Materials provided:
Segment Open

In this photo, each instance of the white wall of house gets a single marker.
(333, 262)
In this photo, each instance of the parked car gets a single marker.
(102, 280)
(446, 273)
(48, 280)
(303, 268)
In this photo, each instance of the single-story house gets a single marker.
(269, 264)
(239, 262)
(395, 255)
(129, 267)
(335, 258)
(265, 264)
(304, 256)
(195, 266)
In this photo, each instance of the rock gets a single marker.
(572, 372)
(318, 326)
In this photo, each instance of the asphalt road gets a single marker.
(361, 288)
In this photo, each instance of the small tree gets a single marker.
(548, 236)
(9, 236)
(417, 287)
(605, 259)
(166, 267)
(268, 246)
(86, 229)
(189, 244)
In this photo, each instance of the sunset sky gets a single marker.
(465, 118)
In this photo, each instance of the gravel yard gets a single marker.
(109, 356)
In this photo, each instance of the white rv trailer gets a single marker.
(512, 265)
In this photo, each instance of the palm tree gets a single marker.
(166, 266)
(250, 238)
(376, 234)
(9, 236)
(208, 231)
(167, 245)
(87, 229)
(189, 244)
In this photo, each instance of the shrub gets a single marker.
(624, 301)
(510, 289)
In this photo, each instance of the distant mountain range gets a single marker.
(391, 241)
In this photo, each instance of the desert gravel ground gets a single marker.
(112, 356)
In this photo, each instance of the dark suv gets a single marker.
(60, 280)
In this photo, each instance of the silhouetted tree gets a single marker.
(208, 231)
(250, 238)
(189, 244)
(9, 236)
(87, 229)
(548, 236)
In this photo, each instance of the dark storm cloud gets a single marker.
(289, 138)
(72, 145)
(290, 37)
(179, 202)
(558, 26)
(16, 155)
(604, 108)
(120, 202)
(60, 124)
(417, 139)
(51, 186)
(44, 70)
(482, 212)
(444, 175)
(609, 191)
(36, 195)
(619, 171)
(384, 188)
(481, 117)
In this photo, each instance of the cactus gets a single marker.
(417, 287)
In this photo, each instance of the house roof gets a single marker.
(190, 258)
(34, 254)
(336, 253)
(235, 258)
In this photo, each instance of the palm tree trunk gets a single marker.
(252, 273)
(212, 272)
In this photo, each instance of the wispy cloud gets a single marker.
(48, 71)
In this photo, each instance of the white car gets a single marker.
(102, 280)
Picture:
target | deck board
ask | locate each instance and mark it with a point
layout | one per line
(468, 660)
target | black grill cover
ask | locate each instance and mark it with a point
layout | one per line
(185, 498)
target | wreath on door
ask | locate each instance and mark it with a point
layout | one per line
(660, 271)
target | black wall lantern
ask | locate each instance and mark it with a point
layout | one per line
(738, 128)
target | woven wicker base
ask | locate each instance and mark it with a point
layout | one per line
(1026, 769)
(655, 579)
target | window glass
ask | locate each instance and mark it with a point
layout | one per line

Segment Closed

What is being asked: The answer is to be the complete listing, transcribed exactly.

Written response:
In this photo, each instance of the white wall of house gets a single marker.
(333, 262)
In this photo, each instance of the parked car gets a single marker.
(102, 280)
(446, 273)
(48, 280)
(303, 268)
In this photo, each instance of the single-story house gets a single marker.
(269, 264)
(239, 262)
(395, 255)
(129, 267)
(335, 258)
(265, 264)
(304, 256)
(195, 266)
In this photo, each instance of the rock gets a single marker.
(572, 372)
(318, 326)
In this photo, each instance of the asphalt road gets a single marker.
(361, 288)
In this photo, each instance of the small tree gets a single marker.
(548, 236)
(9, 236)
(417, 287)
(605, 259)
(166, 267)
(268, 246)
(86, 229)
(189, 244)
In this photo, each instance of the sunset sky gets a single marker.
(465, 118)
In this photo, each instance of the gravel yard gets a single marker.
(109, 356)
In this photo, each instance of the white rv trailer gets a single marker.
(512, 265)
In this photo, each instance of the palm tree gets a single marker.
(166, 266)
(250, 238)
(376, 234)
(9, 236)
(208, 231)
(167, 245)
(87, 229)
(189, 244)
In this photo, each instance of the shrub gets a single marker.
(624, 301)
(510, 289)
In this photo, each instance of the distant mountain range gets a single marker.
(391, 241)
In this photo, each instance of the desert gravel ground gets a single marker.
(112, 356)
In this photo, each instance of the dark suv gets a single marker.
(60, 280)
In this photo, each instance of the silhouetted tree gets a single marker.
(208, 231)
(250, 238)
(189, 244)
(9, 236)
(87, 229)
(548, 236)
In this photo, each instance of the dark storm cloud gets a single marker.
(289, 138)
(72, 145)
(290, 37)
(179, 202)
(558, 26)
(16, 155)
(604, 108)
(120, 202)
(60, 124)
(417, 139)
(51, 186)
(44, 70)
(482, 212)
(444, 175)
(609, 191)
(36, 195)
(619, 171)
(384, 188)
(481, 117)
In this photo, each instance of the cactus gets a single marker.
(417, 287)
In this photo, each instance of the house roof gets a single marker.
(190, 258)
(34, 254)
(336, 253)
(235, 258)
In this photo, each instance of the palm tree trunk gets a single marker.
(252, 273)
(212, 272)
In this photo, each instance of the wispy cloud gets a single marker.
(48, 71)
In this photo, each instance of the white car gets a single marker.
(102, 280)
Picture:
target | deck board
ask | locate each instance and mark it with a point
layout | one per line
(468, 660)
target | black grill cover
ask | locate each instance and mark it with a point
layout | one per line
(185, 498)
target | wreath on door
ask | locate each instance and mark it with a point
layout | one per line
(660, 271)
target | black wall lantern
ask | locate each instance and mark it with a point
layout | one per line
(738, 128)
target | woven wicker base
ask | locate each instance and mark it with a point
layout | one per line
(1026, 769)
(655, 579)
target | window glass
ask | locate each instance and mark it with a point
layout | one per line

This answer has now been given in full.